>> Begin DATA ENTRIES

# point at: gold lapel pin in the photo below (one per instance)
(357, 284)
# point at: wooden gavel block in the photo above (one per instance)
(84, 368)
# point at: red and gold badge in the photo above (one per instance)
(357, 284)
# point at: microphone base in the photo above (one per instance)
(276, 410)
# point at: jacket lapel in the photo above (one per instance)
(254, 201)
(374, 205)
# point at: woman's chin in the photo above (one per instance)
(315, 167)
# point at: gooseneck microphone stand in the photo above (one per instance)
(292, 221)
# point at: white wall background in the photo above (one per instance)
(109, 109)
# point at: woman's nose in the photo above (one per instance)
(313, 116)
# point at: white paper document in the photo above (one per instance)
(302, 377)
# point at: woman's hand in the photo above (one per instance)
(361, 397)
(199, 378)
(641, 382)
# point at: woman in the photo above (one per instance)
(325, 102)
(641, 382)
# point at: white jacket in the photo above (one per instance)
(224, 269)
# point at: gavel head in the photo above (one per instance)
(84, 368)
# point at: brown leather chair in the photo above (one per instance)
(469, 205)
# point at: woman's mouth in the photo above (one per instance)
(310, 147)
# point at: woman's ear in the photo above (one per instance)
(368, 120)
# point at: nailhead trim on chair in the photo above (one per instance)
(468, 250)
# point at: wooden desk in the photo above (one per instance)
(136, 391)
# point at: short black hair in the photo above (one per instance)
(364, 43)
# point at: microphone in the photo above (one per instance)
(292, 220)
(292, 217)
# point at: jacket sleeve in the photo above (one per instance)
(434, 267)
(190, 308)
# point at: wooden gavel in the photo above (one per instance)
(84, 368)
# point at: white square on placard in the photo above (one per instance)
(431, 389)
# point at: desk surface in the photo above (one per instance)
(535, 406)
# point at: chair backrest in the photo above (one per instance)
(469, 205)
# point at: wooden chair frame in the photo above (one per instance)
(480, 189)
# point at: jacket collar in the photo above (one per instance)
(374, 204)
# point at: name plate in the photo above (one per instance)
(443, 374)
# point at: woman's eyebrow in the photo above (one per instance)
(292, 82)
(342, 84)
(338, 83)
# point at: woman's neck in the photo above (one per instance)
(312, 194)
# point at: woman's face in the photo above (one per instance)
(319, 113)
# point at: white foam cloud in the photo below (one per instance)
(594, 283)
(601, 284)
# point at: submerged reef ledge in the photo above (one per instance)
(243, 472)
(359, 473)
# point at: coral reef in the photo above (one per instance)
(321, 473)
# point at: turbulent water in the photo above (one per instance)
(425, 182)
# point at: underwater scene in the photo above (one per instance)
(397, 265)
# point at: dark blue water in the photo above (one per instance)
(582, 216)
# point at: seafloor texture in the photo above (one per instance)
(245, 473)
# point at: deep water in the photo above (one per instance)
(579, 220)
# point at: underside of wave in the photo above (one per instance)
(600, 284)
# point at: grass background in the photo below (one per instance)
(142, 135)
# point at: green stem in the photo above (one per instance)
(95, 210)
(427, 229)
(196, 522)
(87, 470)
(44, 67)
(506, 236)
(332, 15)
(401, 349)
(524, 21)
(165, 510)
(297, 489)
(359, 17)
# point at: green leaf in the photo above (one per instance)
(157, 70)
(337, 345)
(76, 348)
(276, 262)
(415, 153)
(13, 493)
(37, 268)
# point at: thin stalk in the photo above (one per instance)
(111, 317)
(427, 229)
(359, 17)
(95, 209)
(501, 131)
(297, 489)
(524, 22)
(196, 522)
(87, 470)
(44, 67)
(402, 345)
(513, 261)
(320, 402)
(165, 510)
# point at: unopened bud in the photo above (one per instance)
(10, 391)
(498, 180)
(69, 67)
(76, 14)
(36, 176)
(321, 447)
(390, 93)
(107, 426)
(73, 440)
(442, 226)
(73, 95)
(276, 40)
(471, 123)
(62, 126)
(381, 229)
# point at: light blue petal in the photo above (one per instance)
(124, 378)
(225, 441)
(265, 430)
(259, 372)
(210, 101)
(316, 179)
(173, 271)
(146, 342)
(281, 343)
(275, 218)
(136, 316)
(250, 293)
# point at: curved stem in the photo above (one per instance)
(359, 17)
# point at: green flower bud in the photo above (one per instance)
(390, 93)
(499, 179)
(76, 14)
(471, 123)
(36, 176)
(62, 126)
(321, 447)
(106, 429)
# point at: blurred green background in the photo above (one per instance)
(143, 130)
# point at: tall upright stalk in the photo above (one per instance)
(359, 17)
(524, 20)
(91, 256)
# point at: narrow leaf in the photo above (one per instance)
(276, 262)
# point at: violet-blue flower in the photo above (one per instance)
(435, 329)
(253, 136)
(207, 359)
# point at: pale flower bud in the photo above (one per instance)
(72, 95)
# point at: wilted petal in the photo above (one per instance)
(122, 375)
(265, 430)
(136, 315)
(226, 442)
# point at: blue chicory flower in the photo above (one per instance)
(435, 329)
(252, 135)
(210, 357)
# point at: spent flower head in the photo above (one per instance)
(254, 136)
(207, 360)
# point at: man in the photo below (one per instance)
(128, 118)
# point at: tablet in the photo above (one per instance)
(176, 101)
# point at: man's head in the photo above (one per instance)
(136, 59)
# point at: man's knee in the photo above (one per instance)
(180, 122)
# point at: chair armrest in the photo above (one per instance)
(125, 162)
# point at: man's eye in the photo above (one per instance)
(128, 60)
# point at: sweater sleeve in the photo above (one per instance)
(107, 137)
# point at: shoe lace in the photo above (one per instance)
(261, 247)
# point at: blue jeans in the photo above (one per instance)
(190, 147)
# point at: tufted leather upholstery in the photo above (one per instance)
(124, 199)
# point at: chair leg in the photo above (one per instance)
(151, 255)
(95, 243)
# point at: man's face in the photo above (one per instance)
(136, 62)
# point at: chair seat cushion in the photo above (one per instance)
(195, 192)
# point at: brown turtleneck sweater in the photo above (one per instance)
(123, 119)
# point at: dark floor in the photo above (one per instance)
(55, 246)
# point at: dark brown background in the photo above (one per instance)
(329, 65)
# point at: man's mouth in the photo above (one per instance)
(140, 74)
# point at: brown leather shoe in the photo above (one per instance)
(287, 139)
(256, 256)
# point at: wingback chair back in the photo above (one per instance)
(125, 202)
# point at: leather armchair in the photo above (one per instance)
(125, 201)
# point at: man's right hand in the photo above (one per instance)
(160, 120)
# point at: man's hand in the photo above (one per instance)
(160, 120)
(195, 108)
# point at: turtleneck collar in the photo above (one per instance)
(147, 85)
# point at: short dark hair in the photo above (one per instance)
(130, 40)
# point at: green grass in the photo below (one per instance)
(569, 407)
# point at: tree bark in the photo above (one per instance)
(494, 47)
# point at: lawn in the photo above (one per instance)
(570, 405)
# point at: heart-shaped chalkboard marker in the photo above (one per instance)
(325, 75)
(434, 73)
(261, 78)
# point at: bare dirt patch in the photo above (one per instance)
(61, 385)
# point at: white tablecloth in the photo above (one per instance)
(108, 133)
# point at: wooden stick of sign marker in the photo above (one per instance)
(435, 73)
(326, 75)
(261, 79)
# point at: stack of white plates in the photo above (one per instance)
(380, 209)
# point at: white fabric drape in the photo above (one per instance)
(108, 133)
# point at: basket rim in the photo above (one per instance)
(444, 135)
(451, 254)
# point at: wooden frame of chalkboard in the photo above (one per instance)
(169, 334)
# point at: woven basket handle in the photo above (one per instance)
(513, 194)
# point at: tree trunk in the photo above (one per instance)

>> End DATA ENTRIES

### WHAT NEEDS TO BE DONE
Please copy all of the records above word for word.

### SOLUTION TO THE PROBLEM
# point at: gold lapel pin in the photo below (one per instance)
(357, 284)
# point at: wooden gavel block in the photo above (one per instance)
(84, 368)
# point at: red and gold badge in the photo above (one per instance)
(357, 284)
# point at: microphone base in the photo above (one per instance)
(276, 410)
# point at: jacket lapel in the photo above (one per instance)
(254, 201)
(374, 205)
# point at: woman's chin in the photo above (one per instance)
(315, 167)
# point at: gooseneck microphone stand in the photo above (one per instance)
(292, 221)
# point at: white wall background in the photo above (one per instance)
(109, 109)
# point at: woman's nose in the photo above (one per instance)
(313, 116)
# point at: white paper document in the photo above (one per instance)
(302, 377)
# point at: woman's hand in the photo above (one per instance)
(361, 397)
(199, 378)
(641, 382)
# point at: woman in the photo above (one per instance)
(325, 102)
(641, 382)
# point at: white jacket in the photo above (one per instance)
(224, 269)
# point at: gavel head in the photo above (one per instance)
(84, 368)
# point at: brown leather chair in the photo above (one per instance)
(469, 205)
# point at: woman's mouth in the photo above (one per instance)
(310, 147)
# point at: woman's ear in the photo above (one per instance)
(368, 120)
# point at: nailhead trim on chair in the photo above (one per instance)
(468, 250)
# point at: wooden desk in the photo above (one per instance)
(136, 391)
# point at: short black hair in the photo above (one per instance)
(364, 43)
# point at: microphone in the photo above (one per instance)
(292, 220)
(292, 217)
# point at: jacket sleeve in the photo above (one per instance)
(434, 267)
(190, 308)
# point at: wooden gavel in the photo above (one per instance)
(84, 368)
# point at: white square on placard in the photo above (one per instance)
(431, 389)
# point at: desk surface in the photo above (one per instance)
(535, 406)
# point at: chair backrest in the photo above (one per instance)
(469, 205)
# point at: wooden chair frame in the photo above (one per instance)
(480, 189)
# point at: jacket collar in the photo above (one per instance)
(374, 204)
# point at: name plate in the photo above (one per instance)
(443, 374)
# point at: woman's eyebrow in the photo above (one per instance)
(292, 82)
(342, 84)
(338, 83)
# point at: woman's neck in the photo above (one per instance)
(312, 194)
# point at: woman's face in the photo above (one per instance)
(319, 113)
# point at: white foam cloud in the photo below (one per instance)
(594, 283)
(601, 284)
# point at: submerged reef ledge in the photo above (one per instance)
(243, 472)
(359, 473)
# point at: coral reef in the photo above (one per instance)
(321, 473)
# point at: turbulent water in the photo above (one per instance)
(425, 182)
# point at: underwater scene in the photo above (one per instance)
(397, 265)
# point at: dark blue water in the photo above (one per instance)
(582, 216)
# point at: seafloor texture in the photo above (one per instance)
(245, 473)
# point at: deep water in the photo above (one per instance)
(579, 220)
# point at: underside of wave in the photo above (one per instance)
(600, 284)
# point at: grass background in the photo below (one per instance)
(142, 135)
# point at: green stem in the photo above (one per instance)
(95, 210)
(427, 229)
(196, 522)
(87, 470)
(44, 67)
(506, 236)
(332, 15)
(401, 349)
(524, 21)
(165, 510)
(297, 489)
(359, 17)
# point at: green leaf in the photo above (one per instance)
(157, 70)
(337, 345)
(76, 348)
(276, 262)
(415, 153)
(13, 493)
(37, 268)
# point at: thin stalk in the photo above (one per instance)
(111, 317)
(427, 229)
(359, 17)
(95, 209)
(501, 131)
(297, 489)
(524, 22)
(196, 522)
(87, 470)
(44, 67)
(402, 345)
(513, 261)
(320, 402)
(165, 510)
# point at: unopened bud in the photo above (one per instance)
(10, 391)
(498, 180)
(69, 67)
(76, 14)
(36, 176)
(321, 447)
(390, 93)
(107, 426)
(73, 440)
(442, 226)
(73, 95)
(276, 40)
(471, 123)
(62, 126)
(381, 229)
# point at: light blue petal in the photo above (one per instance)
(124, 378)
(225, 441)
(265, 430)
(259, 372)
(210, 101)
(316, 179)
(173, 271)
(146, 342)
(281, 343)
(275, 218)
(136, 316)
(250, 293)
# point at: curved stem in the photo above (one per instance)
(359, 17)
# point at: green flower bud in the photo above (one per instance)
(390, 93)
(499, 179)
(76, 14)
(471, 123)
(36, 176)
(62, 126)
(321, 447)
(106, 429)
# point at: blurred green background in the photo above (one per instance)
(143, 130)
# point at: tall upright stalk in the photo above (one per instance)
(359, 17)
(524, 20)
(91, 256)
# point at: narrow leaf in the photo above (one per instance)
(276, 262)
# point at: violet-blue flower in the photo above (one per instance)
(435, 329)
(253, 136)
(207, 359)
# point at: pale flower bud in the photo above (one per instance)
(72, 95)
# point at: wilted petal in the photo above (one per instance)
(122, 375)
(265, 430)
(136, 315)
(226, 442)
# point at: blue chicory flower in the photo above (one per instance)
(435, 329)
(252, 135)
(210, 357)
# point at: spent flower head in the photo above (one per instance)
(254, 136)
(207, 360)
# point at: man in the photo below (one per instance)
(128, 118)
# point at: tablet in the photo above (one per instance)
(176, 101)
# point at: man's head in the photo above (one per instance)
(136, 59)
# point at: man's knee in the photo above (one per instance)
(180, 122)
# point at: chair armrest in the photo above (one per instance)
(125, 162)
# point at: man's eye in the photo above (one per instance)
(128, 60)
# point at: sweater sleeve in the photo above (one per instance)
(107, 137)
# point at: shoe lace in the photo above (one per instance)
(261, 247)
# point at: blue jeans in the photo above (one per instance)
(190, 147)
# point at: tufted leather upholstery in the photo above (one per instance)
(124, 199)
# point at: chair leg in the photo above (one per instance)
(151, 255)
(95, 243)
# point at: man's face in the photo above (one per instance)
(136, 62)
# point at: chair seat cushion in the photo above (one per instance)
(195, 192)
# point at: brown turtleneck sweater in the photo above (one per instance)
(123, 119)
# point at: dark floor in the photo above (one per instance)
(55, 246)
# point at: dark brown background in the photo above (one per instance)
(329, 65)
# point at: man's mouth in the photo above (one per instance)
(140, 74)
# point at: brown leather shoe in the photo above (one per instance)
(287, 139)
(256, 256)
# point at: wingback chair back in the photo above (one per instance)
(125, 202)
# point at: leather armchair in the photo above (one per instance)
(125, 201)
# point at: man's right hand in the photo above (one per instance)
(160, 120)
# point at: man's hand in the photo above (one per instance)
(160, 120)
(195, 108)
# point at: turtleneck collar in the photo above (one per instance)
(147, 85)
# point at: short dark hair in the photo above (one per instance)
(130, 40)
# point at: green grass in the photo below (one per instance)
(569, 407)
# point at: tree bark in the photo above (one per instance)
(494, 47)
# point at: lawn in the photo above (one per instance)
(570, 405)
# point at: heart-shaped chalkboard marker in the photo above (one per instance)
(325, 75)
(434, 73)
(261, 78)
# point at: bare dirt patch in the photo above (one per instance)
(61, 385)
# point at: white tablecloth in the photo above (one per instance)
(108, 133)
# point at: wooden stick of sign marker in the photo above (one per instance)
(435, 73)
(326, 75)
(261, 79)
# point at: stack of white plates in the photo above (one per instance)
(380, 209)
# point at: white fabric drape in the photo above (one per instance)
(108, 133)
# point at: basket rim in the photo above (one per instance)
(444, 135)
(451, 254)
# point at: wooden frame of chalkboard in the photo above (one per instance)
(169, 334)
# point at: woven basket handle in the photo above (one per instance)
(513, 194)
# point at: tree trunk in the photo above (one per instance)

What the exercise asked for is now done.